# TEXT PASSAGE

Begin

It is an object of the present invention to provide a novel encoding scheme for converting the angular representation of a geographic position into a language-independent alphanumeric representation in a compressed from, and vice versa.

It is another object of the present invention to provide a novel encoding scheme for representing geographic positions, wherein the alphanumerical codes of the positions are associated with a plurality of grid points in a predefined grid pattern, in which the grid points are distributed over the entire surface of the Earth according to a uniform distribution. These and other objects are achieved, in a first aspect of the present invention, by providing a computer-implemented method of encoding an angular representation of a geographic position into an alphanumeric code, the method comprising the following steps performed by a processor device: defining a grid pattern of a plurality of grid points over the entire surface of the Earth, said grid points being equally spaced along each one of a plurality of grid latitudes according to a predefined lateral resolution, and said grid latitudes being equally spaced in the longitudinal direction according to a predefined longitudinal resolution; assigning a serial number to each of the grid points using a predefined sequencing algorithm; assigning a unique alphanumeric code having a length of a predefined number of digits to each of the grid points, said alphanumeric code being represented using a character set of a predefined number of alphanumeric symbols; reading a geographic position of a location from a computer application or a database, said geographic position being represented by angular position data; determining the grid point nearest to the geographic position of said location using a predefined selection algorithm; determining the alphanumerical code associated with said nearest grid point; and outputting, by the processor device, the alphanumeric code as a compressed geographic position code for said location.

End

# EXTRACTED INFORMATION
Begin

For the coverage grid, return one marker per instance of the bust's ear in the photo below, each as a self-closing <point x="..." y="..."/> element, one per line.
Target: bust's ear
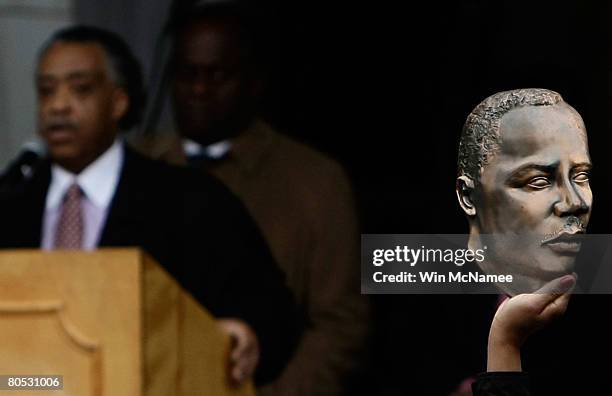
<point x="464" y="188"/>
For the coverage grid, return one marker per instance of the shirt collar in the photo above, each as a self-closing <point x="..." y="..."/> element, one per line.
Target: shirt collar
<point x="216" y="150"/>
<point x="98" y="181"/>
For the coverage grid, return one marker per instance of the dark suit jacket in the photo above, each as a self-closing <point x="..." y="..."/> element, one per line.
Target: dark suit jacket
<point x="194" y="227"/>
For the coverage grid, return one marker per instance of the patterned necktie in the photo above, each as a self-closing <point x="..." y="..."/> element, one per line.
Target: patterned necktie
<point x="69" y="232"/>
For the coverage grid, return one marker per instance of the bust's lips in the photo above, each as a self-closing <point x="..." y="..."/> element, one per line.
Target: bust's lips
<point x="565" y="242"/>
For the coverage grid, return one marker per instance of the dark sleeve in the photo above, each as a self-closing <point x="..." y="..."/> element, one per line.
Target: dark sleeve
<point x="242" y="279"/>
<point x="502" y="384"/>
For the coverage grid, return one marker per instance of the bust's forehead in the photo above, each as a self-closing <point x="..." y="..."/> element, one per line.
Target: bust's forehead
<point x="526" y="128"/>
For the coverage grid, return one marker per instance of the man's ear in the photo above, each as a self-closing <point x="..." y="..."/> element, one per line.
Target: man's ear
<point x="464" y="188"/>
<point x="121" y="102"/>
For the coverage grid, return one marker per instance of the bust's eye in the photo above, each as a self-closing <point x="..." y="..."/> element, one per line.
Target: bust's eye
<point x="539" y="182"/>
<point x="581" y="177"/>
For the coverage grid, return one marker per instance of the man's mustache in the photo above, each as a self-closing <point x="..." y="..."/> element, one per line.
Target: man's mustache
<point x="573" y="225"/>
<point x="59" y="124"/>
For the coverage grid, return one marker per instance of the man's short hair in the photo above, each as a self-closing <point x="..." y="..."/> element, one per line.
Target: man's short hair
<point x="125" y="68"/>
<point x="244" y="17"/>
<point x="481" y="138"/>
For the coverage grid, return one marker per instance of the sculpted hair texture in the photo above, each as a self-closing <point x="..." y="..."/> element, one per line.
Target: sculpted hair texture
<point x="480" y="138"/>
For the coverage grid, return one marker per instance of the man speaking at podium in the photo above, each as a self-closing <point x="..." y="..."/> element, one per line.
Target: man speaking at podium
<point x="92" y="192"/>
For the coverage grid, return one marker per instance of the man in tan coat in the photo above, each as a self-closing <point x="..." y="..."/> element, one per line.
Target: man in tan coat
<point x="300" y="199"/>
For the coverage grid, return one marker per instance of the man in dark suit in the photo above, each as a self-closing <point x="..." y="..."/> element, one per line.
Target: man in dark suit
<point x="92" y="191"/>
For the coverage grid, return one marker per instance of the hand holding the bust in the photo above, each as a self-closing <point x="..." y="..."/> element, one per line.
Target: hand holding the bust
<point x="520" y="316"/>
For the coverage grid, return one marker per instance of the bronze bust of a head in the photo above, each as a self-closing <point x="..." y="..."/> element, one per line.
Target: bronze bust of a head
<point x="523" y="183"/>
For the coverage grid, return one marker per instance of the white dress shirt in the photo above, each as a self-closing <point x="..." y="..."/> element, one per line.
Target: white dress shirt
<point x="98" y="183"/>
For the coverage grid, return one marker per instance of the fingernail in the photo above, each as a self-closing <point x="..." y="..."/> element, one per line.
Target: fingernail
<point x="567" y="282"/>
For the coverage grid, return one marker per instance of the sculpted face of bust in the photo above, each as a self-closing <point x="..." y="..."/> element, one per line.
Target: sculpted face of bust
<point x="530" y="200"/>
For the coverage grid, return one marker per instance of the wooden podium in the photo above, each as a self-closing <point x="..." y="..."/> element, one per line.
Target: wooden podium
<point x="112" y="322"/>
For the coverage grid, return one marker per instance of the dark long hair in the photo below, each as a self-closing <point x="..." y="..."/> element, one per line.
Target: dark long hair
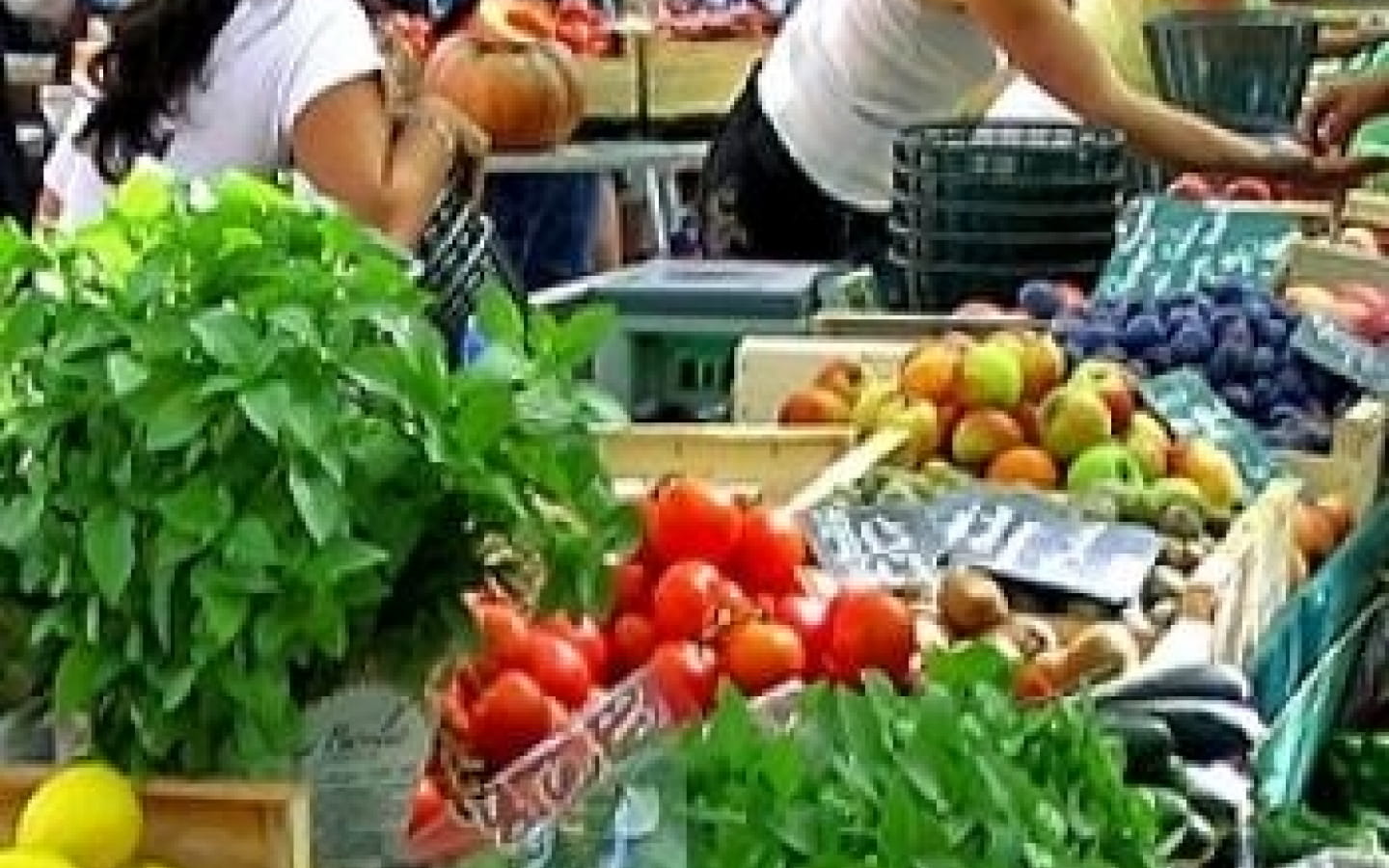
<point x="157" y="52"/>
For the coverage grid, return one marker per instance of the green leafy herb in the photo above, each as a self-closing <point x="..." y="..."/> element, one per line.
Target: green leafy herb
<point x="950" y="776"/>
<point x="236" y="471"/>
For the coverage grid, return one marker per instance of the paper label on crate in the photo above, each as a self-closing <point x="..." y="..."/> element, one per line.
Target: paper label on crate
<point x="1328" y="344"/>
<point x="1019" y="536"/>
<point x="1192" y="409"/>
<point x="363" y="753"/>
<point x="514" y="805"/>
<point x="1170" y="248"/>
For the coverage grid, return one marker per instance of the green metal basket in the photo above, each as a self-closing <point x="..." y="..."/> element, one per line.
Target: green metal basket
<point x="1244" y="69"/>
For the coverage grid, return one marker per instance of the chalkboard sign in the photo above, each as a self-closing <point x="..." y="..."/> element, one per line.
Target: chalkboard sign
<point x="1019" y="536"/>
<point x="1192" y="409"/>
<point x="1170" y="248"/>
<point x="1326" y="343"/>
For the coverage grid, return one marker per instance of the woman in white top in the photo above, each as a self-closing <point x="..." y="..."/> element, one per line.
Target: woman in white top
<point x="255" y="85"/>
<point x="803" y="166"/>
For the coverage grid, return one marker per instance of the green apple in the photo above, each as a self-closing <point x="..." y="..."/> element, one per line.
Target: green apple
<point x="1103" y="464"/>
<point x="1073" y="420"/>
<point x="991" y="375"/>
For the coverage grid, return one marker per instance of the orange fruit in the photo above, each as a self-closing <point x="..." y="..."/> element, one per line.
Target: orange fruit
<point x="1024" y="466"/>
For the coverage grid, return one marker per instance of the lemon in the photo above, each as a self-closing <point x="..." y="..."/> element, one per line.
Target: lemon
<point x="22" y="857"/>
<point x="88" y="814"/>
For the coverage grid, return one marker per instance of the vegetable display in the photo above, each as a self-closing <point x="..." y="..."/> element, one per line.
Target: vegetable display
<point x="237" y="471"/>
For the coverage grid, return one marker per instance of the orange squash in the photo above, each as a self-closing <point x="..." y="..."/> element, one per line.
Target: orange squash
<point x="526" y="95"/>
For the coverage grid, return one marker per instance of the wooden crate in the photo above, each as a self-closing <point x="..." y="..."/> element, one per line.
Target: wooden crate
<point x="692" y="79"/>
<point x="767" y="368"/>
<point x="1359" y="438"/>
<point x="191" y="824"/>
<point x="769" y="460"/>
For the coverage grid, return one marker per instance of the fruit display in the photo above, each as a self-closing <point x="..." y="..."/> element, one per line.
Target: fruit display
<point x="1010" y="410"/>
<point x="1238" y="338"/>
<point x="1360" y="309"/>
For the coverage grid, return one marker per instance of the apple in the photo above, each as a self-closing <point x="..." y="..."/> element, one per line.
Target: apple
<point x="922" y="426"/>
<point x="1074" y="419"/>
<point x="979" y="435"/>
<point x="1044" y="365"/>
<point x="1149" y="444"/>
<point x="991" y="375"/>
<point x="814" y="406"/>
<point x="1192" y="188"/>
<point x="843" y="376"/>
<point x="1247" y="189"/>
<point x="1103" y="463"/>
<point x="1113" y="384"/>
<point x="1212" y="471"/>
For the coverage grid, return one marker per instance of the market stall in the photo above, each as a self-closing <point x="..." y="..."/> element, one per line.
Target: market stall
<point x="1060" y="540"/>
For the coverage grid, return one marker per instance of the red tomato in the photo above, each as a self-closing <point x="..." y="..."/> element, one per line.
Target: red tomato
<point x="871" y="630"/>
<point x="585" y="637"/>
<point x="504" y="631"/>
<point x="694" y="523"/>
<point x="685" y="605"/>
<point x="770" y="553"/>
<point x="807" y="617"/>
<point x="426" y="805"/>
<point x="632" y="587"/>
<point x="511" y="717"/>
<point x="763" y="656"/>
<point x="558" y="668"/>
<point x="687" y="675"/>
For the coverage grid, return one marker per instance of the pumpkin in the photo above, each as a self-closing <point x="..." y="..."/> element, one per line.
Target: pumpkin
<point x="510" y="21"/>
<point x="526" y="95"/>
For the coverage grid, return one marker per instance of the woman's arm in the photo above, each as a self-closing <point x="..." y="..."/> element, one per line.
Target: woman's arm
<point x="1047" y="43"/>
<point x="388" y="174"/>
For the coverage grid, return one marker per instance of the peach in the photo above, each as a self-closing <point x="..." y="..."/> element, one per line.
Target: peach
<point x="931" y="372"/>
<point x="979" y="435"/>
<point x="814" y="406"/>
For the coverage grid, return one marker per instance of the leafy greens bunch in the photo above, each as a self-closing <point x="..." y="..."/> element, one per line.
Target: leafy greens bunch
<point x="957" y="775"/>
<point x="236" y="471"/>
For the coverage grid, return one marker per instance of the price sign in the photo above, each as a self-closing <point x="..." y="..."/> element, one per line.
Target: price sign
<point x="363" y="753"/>
<point x="885" y="543"/>
<point x="1171" y="248"/>
<point x="1192" y="409"/>
<point x="1013" y="535"/>
<point x="1326" y="343"/>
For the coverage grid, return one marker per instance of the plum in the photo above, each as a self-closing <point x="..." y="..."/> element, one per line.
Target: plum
<point x="1143" y="331"/>
<point x="1041" y="299"/>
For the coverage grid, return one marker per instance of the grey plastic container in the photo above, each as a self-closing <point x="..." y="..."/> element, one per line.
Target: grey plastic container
<point x="1244" y="69"/>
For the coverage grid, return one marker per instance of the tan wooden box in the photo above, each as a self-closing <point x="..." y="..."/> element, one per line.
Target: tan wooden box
<point x="201" y="824"/>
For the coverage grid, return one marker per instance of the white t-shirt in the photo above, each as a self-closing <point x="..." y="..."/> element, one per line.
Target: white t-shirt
<point x="271" y="60"/>
<point x="846" y="76"/>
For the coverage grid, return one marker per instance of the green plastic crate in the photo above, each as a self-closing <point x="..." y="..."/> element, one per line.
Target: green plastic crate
<point x="1313" y="619"/>
<point x="1287" y="758"/>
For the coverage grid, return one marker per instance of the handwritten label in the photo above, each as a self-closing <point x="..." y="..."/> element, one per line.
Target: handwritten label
<point x="363" y="753"/>
<point x="545" y="782"/>
<point x="1171" y="248"/>
<point x="1192" y="409"/>
<point x="1013" y="535"/>
<point x="1328" y="344"/>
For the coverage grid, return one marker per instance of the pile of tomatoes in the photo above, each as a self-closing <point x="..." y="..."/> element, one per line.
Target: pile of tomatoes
<point x="714" y="593"/>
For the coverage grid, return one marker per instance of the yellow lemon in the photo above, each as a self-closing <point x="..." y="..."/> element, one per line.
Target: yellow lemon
<point x="22" y="857"/>
<point x="88" y="814"/>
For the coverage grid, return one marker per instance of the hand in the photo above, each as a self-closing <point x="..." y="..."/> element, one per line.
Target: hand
<point x="1334" y="116"/>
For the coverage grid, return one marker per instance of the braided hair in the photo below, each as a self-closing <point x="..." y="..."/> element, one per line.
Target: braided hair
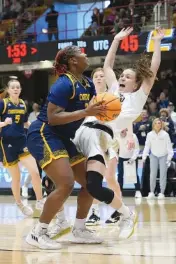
<point x="61" y="64"/>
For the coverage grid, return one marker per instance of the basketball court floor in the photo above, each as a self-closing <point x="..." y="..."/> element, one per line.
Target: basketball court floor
<point x="154" y="240"/>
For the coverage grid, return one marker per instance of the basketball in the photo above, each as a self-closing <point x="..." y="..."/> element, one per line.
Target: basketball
<point x="113" y="105"/>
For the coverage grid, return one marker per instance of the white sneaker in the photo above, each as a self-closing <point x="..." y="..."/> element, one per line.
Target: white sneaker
<point x="25" y="209"/>
<point x="39" y="204"/>
<point x="85" y="236"/>
<point x="25" y="191"/>
<point x="127" y="225"/>
<point x="161" y="196"/>
<point x="151" y="196"/>
<point x="41" y="239"/>
<point x="59" y="229"/>
<point x="138" y="194"/>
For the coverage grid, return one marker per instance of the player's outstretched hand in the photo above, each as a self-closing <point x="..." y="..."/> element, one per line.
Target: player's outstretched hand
<point x="94" y="109"/>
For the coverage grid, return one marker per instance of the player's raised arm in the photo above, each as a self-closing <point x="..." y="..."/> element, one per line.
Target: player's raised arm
<point x="156" y="60"/>
<point x="110" y="58"/>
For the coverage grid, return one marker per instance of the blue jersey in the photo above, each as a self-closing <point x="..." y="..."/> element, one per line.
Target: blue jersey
<point x="70" y="94"/>
<point x="19" y="116"/>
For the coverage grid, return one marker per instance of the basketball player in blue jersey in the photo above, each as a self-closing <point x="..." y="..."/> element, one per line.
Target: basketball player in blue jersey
<point x="13" y="145"/>
<point x="49" y="142"/>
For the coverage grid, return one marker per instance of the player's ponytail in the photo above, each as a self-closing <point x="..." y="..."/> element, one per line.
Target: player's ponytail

End

# PROBLEM DETAILS
Answer these questions using the passage on encoding geographic positions:
1. According to the second object, how are the grid points distributed over the entire surface of the Earth?
2. What is assigned to each grid point using a predefined sequencing algorithm?
3. From where is the geographic position of a location read?

# TASK SOLUTION
1. According to a uniform distribution.
2. A serial number.
3. From a computer application or a database.